**Data under study**
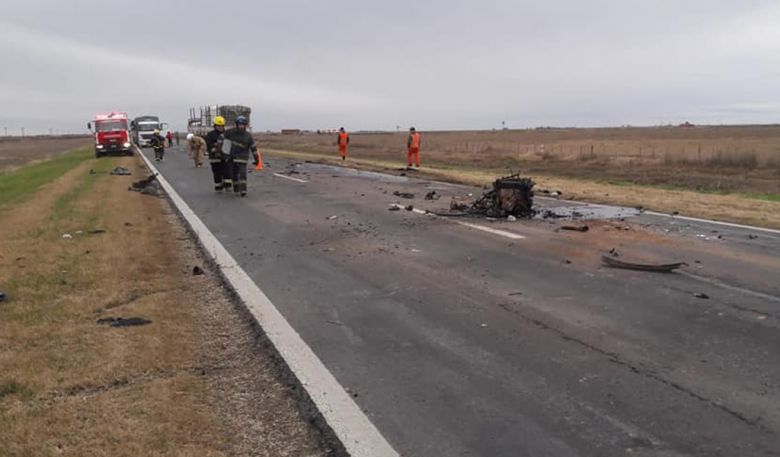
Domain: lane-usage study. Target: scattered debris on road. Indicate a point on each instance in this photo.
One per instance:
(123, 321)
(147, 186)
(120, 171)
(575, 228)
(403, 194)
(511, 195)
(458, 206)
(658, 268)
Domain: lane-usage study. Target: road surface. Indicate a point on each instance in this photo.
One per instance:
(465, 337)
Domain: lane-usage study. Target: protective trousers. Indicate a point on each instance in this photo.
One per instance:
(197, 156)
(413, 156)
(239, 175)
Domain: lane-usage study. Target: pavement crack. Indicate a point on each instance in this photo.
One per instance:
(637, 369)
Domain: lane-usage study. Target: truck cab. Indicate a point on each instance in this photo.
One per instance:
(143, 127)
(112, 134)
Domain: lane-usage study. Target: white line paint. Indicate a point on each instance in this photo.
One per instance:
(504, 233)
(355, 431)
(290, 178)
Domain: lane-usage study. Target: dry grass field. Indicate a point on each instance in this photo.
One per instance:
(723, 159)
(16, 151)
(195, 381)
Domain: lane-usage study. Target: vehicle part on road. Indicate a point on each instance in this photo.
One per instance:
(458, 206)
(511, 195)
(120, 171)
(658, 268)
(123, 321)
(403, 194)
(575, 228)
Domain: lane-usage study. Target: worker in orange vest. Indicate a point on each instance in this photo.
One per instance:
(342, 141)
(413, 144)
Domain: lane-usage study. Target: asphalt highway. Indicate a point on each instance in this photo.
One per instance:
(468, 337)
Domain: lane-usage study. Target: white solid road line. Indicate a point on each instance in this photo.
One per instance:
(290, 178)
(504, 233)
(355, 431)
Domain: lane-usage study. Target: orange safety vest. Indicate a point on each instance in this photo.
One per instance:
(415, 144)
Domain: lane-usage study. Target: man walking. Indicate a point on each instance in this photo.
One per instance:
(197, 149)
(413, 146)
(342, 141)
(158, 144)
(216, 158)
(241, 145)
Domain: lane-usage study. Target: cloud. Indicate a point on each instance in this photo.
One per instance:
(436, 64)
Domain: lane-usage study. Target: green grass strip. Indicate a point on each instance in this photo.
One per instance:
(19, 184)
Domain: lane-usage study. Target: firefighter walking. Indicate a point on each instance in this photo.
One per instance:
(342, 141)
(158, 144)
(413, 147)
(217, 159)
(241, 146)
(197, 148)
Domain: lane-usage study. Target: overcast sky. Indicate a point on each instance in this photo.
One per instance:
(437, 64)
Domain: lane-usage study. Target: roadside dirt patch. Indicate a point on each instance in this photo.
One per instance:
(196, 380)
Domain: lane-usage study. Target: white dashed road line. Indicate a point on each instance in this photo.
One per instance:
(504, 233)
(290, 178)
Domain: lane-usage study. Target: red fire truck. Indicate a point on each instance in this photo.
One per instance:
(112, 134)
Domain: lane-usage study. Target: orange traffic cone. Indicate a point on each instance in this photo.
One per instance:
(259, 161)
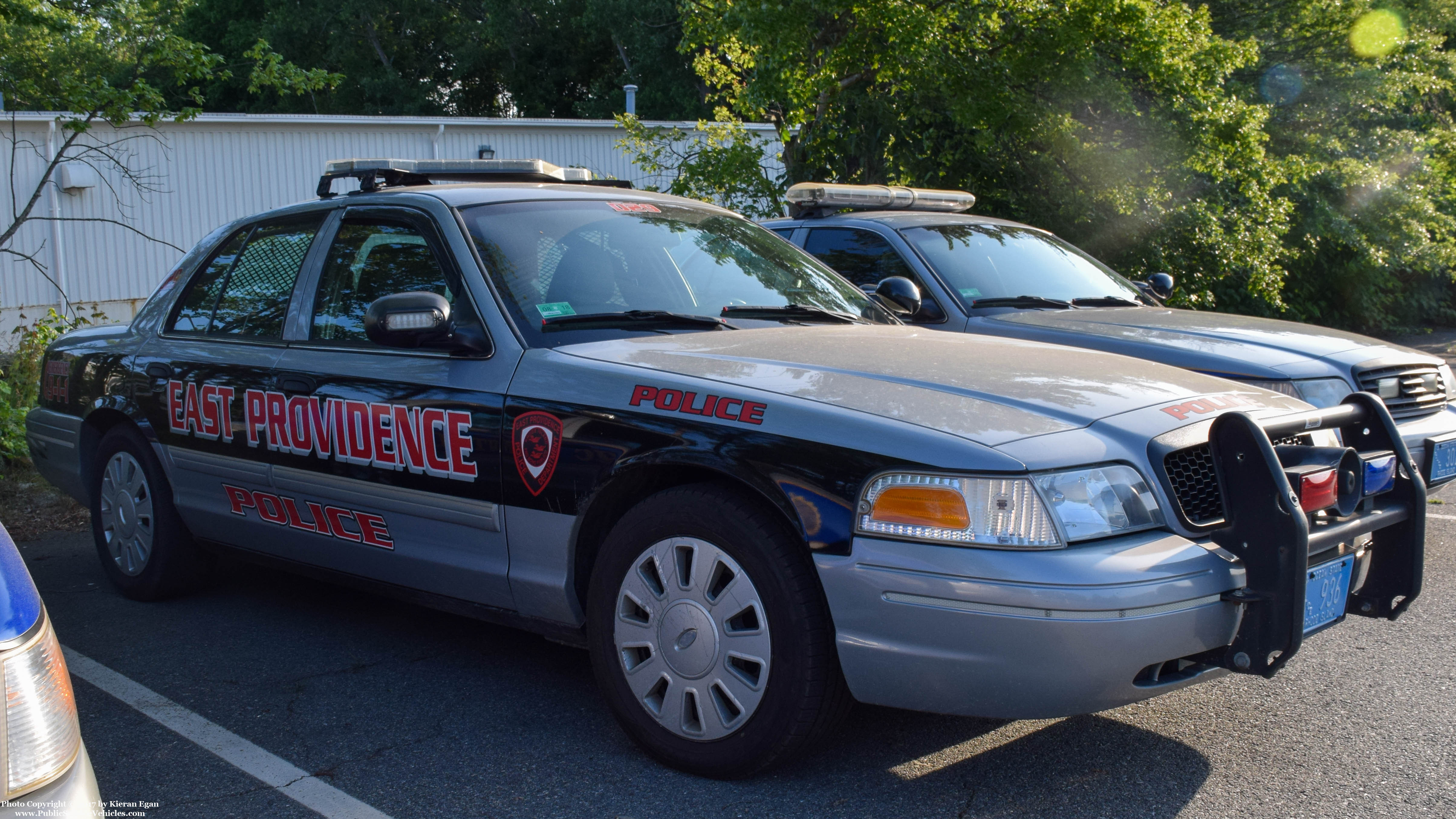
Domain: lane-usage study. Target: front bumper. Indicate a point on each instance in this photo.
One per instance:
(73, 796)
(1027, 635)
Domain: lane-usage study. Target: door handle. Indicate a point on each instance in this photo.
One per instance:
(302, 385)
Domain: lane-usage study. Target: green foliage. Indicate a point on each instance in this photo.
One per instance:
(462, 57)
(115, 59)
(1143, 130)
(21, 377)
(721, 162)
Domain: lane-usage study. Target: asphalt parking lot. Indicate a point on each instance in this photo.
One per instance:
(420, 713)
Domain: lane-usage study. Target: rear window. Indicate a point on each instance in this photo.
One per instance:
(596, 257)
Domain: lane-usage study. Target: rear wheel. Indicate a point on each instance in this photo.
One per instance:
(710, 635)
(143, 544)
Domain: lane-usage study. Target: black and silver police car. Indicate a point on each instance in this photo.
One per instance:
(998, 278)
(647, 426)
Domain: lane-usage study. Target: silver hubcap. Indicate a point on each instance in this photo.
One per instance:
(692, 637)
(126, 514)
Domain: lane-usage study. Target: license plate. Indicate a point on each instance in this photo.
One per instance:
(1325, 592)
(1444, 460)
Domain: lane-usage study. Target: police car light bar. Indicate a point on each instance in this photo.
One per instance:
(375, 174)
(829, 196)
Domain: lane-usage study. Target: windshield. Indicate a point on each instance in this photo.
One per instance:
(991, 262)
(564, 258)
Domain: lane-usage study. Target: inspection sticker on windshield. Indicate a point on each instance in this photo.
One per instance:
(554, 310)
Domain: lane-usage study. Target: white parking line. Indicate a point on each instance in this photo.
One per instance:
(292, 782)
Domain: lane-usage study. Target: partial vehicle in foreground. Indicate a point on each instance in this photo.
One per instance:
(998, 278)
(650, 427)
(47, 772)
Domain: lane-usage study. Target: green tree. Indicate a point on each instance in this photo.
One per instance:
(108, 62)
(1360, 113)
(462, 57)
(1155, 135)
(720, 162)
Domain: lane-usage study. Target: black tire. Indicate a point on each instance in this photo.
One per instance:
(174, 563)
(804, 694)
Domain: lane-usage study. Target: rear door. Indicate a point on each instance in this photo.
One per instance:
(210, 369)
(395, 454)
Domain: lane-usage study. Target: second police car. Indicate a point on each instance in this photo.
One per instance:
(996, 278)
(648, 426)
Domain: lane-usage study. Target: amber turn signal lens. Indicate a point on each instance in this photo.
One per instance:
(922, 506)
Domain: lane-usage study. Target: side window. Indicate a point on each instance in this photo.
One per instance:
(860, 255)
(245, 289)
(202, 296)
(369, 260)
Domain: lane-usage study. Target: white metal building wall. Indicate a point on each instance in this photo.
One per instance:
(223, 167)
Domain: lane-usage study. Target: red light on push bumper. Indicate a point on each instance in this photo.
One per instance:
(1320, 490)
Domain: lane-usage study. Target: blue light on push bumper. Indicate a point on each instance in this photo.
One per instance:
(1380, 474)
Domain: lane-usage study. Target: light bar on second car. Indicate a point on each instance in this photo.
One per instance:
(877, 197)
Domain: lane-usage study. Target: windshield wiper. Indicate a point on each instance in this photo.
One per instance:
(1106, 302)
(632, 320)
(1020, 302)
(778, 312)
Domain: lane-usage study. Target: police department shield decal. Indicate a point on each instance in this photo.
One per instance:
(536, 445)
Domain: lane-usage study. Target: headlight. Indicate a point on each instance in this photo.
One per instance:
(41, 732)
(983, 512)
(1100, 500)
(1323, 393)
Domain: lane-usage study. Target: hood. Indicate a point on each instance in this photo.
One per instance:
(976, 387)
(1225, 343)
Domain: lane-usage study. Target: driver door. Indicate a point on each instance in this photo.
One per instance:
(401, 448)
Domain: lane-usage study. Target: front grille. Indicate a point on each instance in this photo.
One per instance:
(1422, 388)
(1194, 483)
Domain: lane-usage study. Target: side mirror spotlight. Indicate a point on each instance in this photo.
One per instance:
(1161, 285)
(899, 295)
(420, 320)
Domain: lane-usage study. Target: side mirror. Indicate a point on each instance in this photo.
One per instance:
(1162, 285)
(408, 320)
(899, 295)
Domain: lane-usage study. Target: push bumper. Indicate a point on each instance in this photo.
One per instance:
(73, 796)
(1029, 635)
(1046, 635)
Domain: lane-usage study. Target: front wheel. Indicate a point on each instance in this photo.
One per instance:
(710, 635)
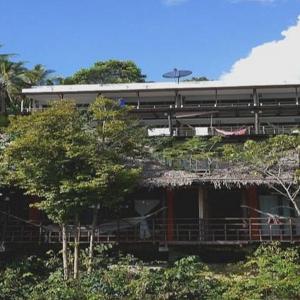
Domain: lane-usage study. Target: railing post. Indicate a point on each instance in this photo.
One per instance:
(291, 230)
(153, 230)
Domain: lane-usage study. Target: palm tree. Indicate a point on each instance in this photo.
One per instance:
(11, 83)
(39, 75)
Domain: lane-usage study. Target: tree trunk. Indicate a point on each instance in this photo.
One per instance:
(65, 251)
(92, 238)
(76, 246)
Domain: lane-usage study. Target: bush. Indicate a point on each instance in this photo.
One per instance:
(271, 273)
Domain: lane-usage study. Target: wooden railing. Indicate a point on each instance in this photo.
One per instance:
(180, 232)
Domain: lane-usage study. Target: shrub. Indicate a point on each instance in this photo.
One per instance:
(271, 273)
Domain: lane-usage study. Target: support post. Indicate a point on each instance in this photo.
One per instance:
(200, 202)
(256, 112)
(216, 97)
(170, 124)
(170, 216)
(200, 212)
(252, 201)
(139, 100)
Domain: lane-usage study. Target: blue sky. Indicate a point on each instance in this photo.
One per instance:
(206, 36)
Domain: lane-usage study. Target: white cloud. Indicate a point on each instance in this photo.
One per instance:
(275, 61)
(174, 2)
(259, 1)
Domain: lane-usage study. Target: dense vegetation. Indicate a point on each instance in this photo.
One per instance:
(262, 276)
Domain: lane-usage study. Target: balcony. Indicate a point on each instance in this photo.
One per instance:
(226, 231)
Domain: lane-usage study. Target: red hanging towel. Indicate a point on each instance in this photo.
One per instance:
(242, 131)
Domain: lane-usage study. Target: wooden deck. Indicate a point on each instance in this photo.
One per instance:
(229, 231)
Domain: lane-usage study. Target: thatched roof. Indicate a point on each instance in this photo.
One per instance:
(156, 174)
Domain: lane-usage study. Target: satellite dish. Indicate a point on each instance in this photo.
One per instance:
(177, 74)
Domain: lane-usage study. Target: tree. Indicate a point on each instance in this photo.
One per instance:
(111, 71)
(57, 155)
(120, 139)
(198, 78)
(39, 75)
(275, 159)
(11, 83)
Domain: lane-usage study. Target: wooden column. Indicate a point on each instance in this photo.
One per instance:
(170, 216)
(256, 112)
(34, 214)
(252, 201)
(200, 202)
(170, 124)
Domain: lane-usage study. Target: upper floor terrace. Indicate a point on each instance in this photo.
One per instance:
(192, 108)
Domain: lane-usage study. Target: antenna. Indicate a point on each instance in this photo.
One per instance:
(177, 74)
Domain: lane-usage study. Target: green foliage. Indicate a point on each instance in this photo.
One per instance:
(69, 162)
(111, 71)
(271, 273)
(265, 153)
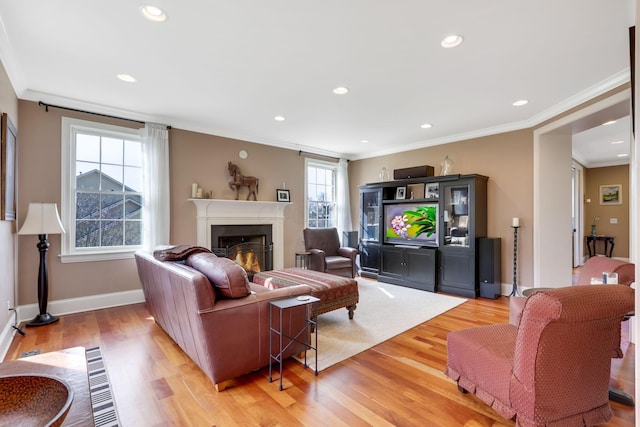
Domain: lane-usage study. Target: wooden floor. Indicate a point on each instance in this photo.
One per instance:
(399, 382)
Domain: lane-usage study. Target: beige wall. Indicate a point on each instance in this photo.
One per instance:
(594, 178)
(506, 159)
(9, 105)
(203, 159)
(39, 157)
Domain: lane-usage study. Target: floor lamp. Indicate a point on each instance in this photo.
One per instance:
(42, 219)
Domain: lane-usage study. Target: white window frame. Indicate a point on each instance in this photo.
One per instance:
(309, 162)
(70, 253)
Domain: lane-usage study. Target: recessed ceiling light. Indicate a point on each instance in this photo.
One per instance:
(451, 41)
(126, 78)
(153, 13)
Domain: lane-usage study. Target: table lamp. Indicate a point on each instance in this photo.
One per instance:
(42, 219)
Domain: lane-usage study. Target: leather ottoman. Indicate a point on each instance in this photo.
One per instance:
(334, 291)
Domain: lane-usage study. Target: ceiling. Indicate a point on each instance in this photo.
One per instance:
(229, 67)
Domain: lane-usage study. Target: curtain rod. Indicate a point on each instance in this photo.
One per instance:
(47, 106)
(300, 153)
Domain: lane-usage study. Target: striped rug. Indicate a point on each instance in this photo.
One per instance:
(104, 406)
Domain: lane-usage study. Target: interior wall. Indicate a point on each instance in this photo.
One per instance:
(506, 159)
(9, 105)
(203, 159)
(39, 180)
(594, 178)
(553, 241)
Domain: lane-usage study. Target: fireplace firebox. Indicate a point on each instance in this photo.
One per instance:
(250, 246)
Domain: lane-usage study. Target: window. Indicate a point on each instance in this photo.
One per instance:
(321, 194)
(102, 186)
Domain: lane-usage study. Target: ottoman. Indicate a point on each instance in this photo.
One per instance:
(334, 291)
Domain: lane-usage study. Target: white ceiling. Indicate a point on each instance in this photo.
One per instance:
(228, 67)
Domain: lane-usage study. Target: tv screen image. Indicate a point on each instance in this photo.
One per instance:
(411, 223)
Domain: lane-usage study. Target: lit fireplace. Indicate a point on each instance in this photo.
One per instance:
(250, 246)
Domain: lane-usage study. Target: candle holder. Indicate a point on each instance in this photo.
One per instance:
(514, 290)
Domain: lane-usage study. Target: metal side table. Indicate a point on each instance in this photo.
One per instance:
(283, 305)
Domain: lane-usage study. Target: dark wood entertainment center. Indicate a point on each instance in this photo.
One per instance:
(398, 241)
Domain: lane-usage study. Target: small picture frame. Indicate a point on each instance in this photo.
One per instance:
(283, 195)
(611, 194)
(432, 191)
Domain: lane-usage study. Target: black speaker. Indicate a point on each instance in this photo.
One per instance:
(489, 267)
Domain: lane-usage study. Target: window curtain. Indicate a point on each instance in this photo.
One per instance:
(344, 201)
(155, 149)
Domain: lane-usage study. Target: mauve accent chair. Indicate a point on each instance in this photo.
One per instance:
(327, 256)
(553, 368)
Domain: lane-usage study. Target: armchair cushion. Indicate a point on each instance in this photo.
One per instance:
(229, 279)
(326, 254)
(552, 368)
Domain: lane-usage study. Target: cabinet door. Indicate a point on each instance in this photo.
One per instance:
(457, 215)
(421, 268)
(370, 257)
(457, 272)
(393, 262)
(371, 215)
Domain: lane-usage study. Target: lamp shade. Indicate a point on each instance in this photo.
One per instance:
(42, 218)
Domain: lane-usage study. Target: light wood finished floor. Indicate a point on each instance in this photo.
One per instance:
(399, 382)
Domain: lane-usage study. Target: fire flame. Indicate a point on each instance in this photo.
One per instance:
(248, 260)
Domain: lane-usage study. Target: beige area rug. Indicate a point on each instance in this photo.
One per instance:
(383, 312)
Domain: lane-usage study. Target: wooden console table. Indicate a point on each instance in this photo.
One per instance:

**The task**
Repeat the listing above up to and including the line with "Domain: lane-usage study. Target: man", starting from its first line. Drop any pictures.

**Output for this task**
Domain: lane-usage study. Target: scattered debris on road. Indicate a point on each instance in this photo.
One per instance:
(123, 321)
(147, 186)
(120, 171)
(575, 228)
(403, 194)
(511, 195)
(458, 206)
(658, 268)
Domain: lane-usage study. Target: road surface. Indicate a point on each instance in this photo.
One per instance:
(465, 337)
Domain: lane-usage study. Target: protective trousers. Indicate a point on each instance in this photo.
One per instance:
(197, 156)
(413, 156)
(239, 175)
Domain: lane-usage study. Target: pavement crack. Indicate a point on each instance in this photo.
One per instance:
(637, 369)
Domain: lane-usage study. Target: truck cab. Indicate a point on each instance in this photo.
One per instance:
(143, 127)
(112, 134)
Domain: lane-usage study. Target: white line paint. Indicate a point on each instance in this photo.
One per instance:
(504, 233)
(355, 431)
(290, 178)
Domain: lane-usage study. Target: dry grass field. Indicate a point on each instance in this photo.
One per instance:
(723, 159)
(16, 151)
(195, 381)
Domain: lane-usage study. Target: vehicle part on road. Indicate a point on each instance in this photo.
One per instance:
(458, 206)
(511, 195)
(120, 171)
(658, 268)
(123, 321)
(403, 194)
(575, 228)
Domain: lane-usage study. Target: worker in orange vest. Indicate a point on each instance in this photo.
One per instance:
(342, 141)
(413, 144)
Domain: lane-usage study. Target: asphalt highway. Indicate a point on each instance in this photo.
One per instance:
(468, 337)
Domain: lane-usage study. Target: white solid road line. Indicate a point on each instance in this photo.
One per instance:
(290, 178)
(504, 233)
(355, 431)
Domain: lane-usage study. Target: orange safety vest. Indicate a point on each instance in this photo.
One per instance:
(415, 144)
Domain: lane-usage study. Target: man walking. Indicate a point on each instance in this photo.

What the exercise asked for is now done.